[Records excerpted from a collection]
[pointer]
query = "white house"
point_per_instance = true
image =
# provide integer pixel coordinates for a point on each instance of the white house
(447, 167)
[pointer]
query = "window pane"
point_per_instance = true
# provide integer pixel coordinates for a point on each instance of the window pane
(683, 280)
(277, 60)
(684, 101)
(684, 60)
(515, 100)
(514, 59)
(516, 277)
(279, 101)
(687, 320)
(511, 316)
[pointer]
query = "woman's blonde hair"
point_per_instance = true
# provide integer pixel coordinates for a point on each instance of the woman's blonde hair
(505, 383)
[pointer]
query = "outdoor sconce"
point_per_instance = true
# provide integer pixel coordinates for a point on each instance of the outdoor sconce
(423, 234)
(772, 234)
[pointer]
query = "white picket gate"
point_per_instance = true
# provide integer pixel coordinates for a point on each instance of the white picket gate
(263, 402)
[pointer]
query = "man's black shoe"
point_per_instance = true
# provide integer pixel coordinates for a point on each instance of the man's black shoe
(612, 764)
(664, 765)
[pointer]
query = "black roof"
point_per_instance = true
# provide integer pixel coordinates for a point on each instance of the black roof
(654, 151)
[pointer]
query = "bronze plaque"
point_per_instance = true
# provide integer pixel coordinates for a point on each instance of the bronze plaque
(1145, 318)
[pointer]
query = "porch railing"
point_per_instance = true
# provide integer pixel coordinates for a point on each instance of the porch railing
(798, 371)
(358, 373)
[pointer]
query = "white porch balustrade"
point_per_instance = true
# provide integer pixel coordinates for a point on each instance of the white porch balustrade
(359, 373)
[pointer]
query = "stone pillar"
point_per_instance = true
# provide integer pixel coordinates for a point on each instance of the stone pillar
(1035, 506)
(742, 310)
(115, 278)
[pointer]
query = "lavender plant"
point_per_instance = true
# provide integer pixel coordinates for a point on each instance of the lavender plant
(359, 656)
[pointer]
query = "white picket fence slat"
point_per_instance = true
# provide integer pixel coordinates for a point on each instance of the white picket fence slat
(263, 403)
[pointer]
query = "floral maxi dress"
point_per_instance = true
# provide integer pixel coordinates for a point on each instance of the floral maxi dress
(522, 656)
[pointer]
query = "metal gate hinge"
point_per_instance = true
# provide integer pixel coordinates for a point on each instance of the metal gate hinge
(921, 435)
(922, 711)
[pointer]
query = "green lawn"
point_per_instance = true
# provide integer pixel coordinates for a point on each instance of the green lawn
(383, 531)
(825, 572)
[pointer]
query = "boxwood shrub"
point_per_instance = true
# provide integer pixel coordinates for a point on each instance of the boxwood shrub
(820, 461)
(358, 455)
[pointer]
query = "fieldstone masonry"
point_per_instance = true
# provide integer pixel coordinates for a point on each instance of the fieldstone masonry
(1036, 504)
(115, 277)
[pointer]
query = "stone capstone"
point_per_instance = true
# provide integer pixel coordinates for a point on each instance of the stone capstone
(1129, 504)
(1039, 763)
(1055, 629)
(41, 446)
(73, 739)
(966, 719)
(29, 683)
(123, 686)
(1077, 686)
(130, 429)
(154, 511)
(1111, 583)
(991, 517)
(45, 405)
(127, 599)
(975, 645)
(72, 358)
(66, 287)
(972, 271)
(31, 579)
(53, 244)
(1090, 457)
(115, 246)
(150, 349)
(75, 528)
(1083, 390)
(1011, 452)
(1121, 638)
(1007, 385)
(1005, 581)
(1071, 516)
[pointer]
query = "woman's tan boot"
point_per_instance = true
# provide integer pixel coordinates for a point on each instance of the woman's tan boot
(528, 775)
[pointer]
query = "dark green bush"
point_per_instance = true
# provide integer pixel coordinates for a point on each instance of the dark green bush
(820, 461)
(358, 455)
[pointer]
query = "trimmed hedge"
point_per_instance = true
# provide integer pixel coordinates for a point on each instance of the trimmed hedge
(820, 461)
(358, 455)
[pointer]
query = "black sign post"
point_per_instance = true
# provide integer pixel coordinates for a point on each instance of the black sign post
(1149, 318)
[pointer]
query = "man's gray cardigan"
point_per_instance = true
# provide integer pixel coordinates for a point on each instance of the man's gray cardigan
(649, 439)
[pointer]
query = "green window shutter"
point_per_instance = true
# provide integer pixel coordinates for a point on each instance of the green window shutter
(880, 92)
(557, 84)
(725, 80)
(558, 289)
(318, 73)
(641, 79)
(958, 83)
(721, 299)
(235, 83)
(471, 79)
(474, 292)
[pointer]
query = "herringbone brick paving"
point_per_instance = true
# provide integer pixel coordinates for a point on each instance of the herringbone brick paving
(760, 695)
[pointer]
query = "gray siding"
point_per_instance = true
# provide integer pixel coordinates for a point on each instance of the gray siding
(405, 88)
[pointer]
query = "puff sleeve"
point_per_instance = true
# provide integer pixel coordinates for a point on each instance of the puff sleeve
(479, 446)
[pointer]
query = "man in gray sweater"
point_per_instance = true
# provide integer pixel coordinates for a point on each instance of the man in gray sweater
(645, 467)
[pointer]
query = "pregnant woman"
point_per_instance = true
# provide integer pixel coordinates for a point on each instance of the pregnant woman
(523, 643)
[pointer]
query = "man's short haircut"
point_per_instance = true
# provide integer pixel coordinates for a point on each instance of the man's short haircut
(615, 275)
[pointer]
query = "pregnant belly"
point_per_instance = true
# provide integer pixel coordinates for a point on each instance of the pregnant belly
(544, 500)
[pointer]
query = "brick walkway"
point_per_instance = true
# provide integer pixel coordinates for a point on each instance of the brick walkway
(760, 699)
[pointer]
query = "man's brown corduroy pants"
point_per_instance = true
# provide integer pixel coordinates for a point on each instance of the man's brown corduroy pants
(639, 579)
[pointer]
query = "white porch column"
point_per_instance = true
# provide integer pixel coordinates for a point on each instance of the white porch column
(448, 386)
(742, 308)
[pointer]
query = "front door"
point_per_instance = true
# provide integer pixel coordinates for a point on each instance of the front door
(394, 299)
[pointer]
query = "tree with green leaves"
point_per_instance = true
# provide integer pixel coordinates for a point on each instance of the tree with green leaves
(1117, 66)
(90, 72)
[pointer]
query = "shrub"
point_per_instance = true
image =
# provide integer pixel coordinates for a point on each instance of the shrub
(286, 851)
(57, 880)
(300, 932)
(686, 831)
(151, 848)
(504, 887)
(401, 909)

* **What is being asked**
What you return must match the data word for word.

* **Completed exercise**
[pointer]
query = "white house"
point_per_instance = true
image =
# provide integer pixel coordinates for a point on each instance of the white house
(447, 167)
[pointer]
query = "window pane"
point_per_instance = true
# provide integer pixel coordinates for a point on each instance of the window pane
(683, 280)
(277, 60)
(684, 101)
(684, 60)
(515, 100)
(514, 59)
(516, 277)
(279, 101)
(687, 320)
(511, 316)
[pointer]
query = "woman's blonde hair"
point_per_instance = true
# provide integer pixel coordinates for a point on each instance of the woman's blonde hair
(505, 383)
[pointer]
query = "outdoor sconce"
point_per_instance = true
# provide integer pixel coordinates for a point on each instance of the outdoor sconce
(423, 234)
(772, 234)
[pointer]
query = "white picket gate"
point_per_instance = true
# provide integer pixel coordinates for a point on each instance of the white picket gate
(263, 402)
[pointer]
query = "man's black shoe"
point_per_instance = true
# provide integer pixel coordinates for a point on each instance of the man's black shoe
(612, 764)
(664, 765)
[pointer]
query = "black roof"
point_per_instance = true
# provide integer pixel coordinates for a point on each instance of the black roof
(654, 151)
[pointer]
query = "bronze plaque"
point_per_instance = true
# provide integer pixel coordinates for a point on each instance of the bronze plaque
(1145, 318)
[pointer]
query = "porch railing"
point_per_instance = true
# provide integer pixel coordinates for a point on each instance of the porch railing
(798, 371)
(358, 373)
[pointer]
query = "white porch balustrade"
point_per_instance = true
# provide integer pixel coordinates for a point on each instance of the white porch balustrade
(359, 373)
[pointer]
query = "stone pillar"
point_per_instance = true
# provide integer pixel coordinates for a point on each instance of the stone pillar
(1035, 506)
(742, 310)
(115, 278)
[pointer]
query = "lavender plant"
point_per_instance = true
# provide integer pixel coordinates for a point on each instance of the lavender plant
(359, 656)
[pointer]
query = "white picket fence slat"
point_per_instance = true
# provide integer pixel coordinates for a point on each instance of the white picket fence slat
(263, 403)
[pointer]
query = "floral maxi dress"
point_per_instance = true
# provide integer pixel coordinates for a point on each instance of the floral maxi dress
(522, 656)
[pointer]
query = "metal gate hinge"
point_per_instance = true
# provide integer pixel coordinates for a point on each instance of the metal gate hinge
(921, 435)
(922, 711)
[pointer]
query = "green lawn"
point_per_instance = true
# provide integer pixel coordinates for a point on each instance of the green lawn
(383, 531)
(825, 572)
[pointer]
query = "boxwood shrub"
point_per_instance = true
# provide integer pixel coordinates for a point on each instance of the boxwood shrub
(820, 461)
(358, 455)
[pointer]
query = "fieldstone masonry"
point_per_instance = true
# provide integer pixel coordinates for a point on each instance of the fieldstone masonry
(1036, 504)
(115, 277)
[pointer]
query = "stone capstone"
point_per_instance = true
# provide integer pixel coordinates for a point on each instance of the stone capstone
(1129, 504)
(1039, 763)
(1055, 629)
(41, 446)
(73, 739)
(966, 719)
(29, 683)
(123, 686)
(1077, 686)
(130, 429)
(154, 511)
(1111, 583)
(991, 517)
(45, 405)
(127, 599)
(975, 645)
(72, 358)
(66, 287)
(972, 271)
(31, 579)
(53, 244)
(1090, 457)
(115, 246)
(150, 349)
(75, 528)
(1083, 390)
(1011, 452)
(1121, 638)
(1007, 385)
(1005, 581)
(1071, 516)
[pointer]
query = "woman's tan boot"
point_per_instance = true
# provide integer pixel coordinates for a point on each instance of the woman's tan boot
(528, 775)
[pointer]
query = "dark green bush"
point_per_instance = true
# provide integer pixel coordinates for a point on each instance of the dark green bush
(820, 461)
(358, 455)
[pointer]
query = "trimmed hedge"
point_per_instance = true
# provide integer pixel coordinates for a point on each instance of the trimmed hedge
(820, 461)
(358, 455)
[pointer]
query = "black sign post"
point_per_instance = true
# provide integer pixel coordinates for a point on each instance of the black sign post
(1149, 318)
[pointer]
query = "man's gray cardigan"
point_per_instance = true
# provide integer pixel coordinates for a point on each instance of the man's gray cardigan
(649, 439)
[pointer]
query = "green window shutter"
point_per_instance = true
# provide integer pixel coordinates for a point on each instance of the green window shutter
(880, 92)
(557, 84)
(725, 80)
(558, 289)
(318, 73)
(641, 79)
(958, 83)
(721, 299)
(235, 83)
(471, 79)
(474, 292)
[pointer]
query = "herringbone brick paving"
point_per_instance = true
# provide integer pixel coordinates for a point on each instance of the herringbone brick paving
(760, 695)
[pointer]
query = "gray siding"
point_per_instance = true
# provide integer pixel coordinates for a point on each instance of the gray siding
(405, 88)
[pointer]
query = "puff sleeve"
point_per_instance = true
# provide integer pixel coordinates for a point on each instance of the puff sleeve
(479, 446)
[pointer]
query = "man in gray sweater"
point_per_instance = true
# provide integer pixel coordinates for a point on each instance of the man in gray sweater
(645, 467)
[pointer]
query = "pregnant woman"
point_per_instance = true
# provide integer pixel coordinates for a point on each instance of the pregnant woman
(523, 643)
[pointer]
query = "man's short haircut"
point_per_instance = true
# provide integer pixel coordinates for a point on each instance of the man's short haircut
(615, 275)
[pointer]
query = "pregnant belly"
point_per_instance = true
# provide integer pixel coordinates for a point on each instance of the pregnant belly
(544, 500)
[pointer]
query = "brick walkway"
point_per_instance = true
# provide integer pixel coordinates for a point on each instance of the brick walkway
(760, 699)
[pointer]
query = "man's brown corduroy pants"
point_per_instance = true
# provide integer pixel coordinates for a point on each instance of the man's brown corduroy pants
(639, 579)
[pointer]
query = "white porch column"
point_per_instance = true
# provide integer pixel coordinates for a point on each instance of the white porch column
(448, 386)
(742, 308)
[pointer]
query = "front door"
point_per_instance = true
# provide integer pixel coordinates for a point on each instance of the front door
(394, 299)
[pointer]
query = "tree with green leaves"
point_per_instance = true
# provide integer pixel coordinates for a point on each instance of the tree with green leaves
(1117, 66)
(90, 72)
[pointer]
query = "shrub"
point_per_instance = true
image =
# provide integer pixel coordinates for a point on each instance of the shrub
(286, 851)
(57, 880)
(300, 932)
(686, 831)
(151, 848)
(504, 887)
(401, 909)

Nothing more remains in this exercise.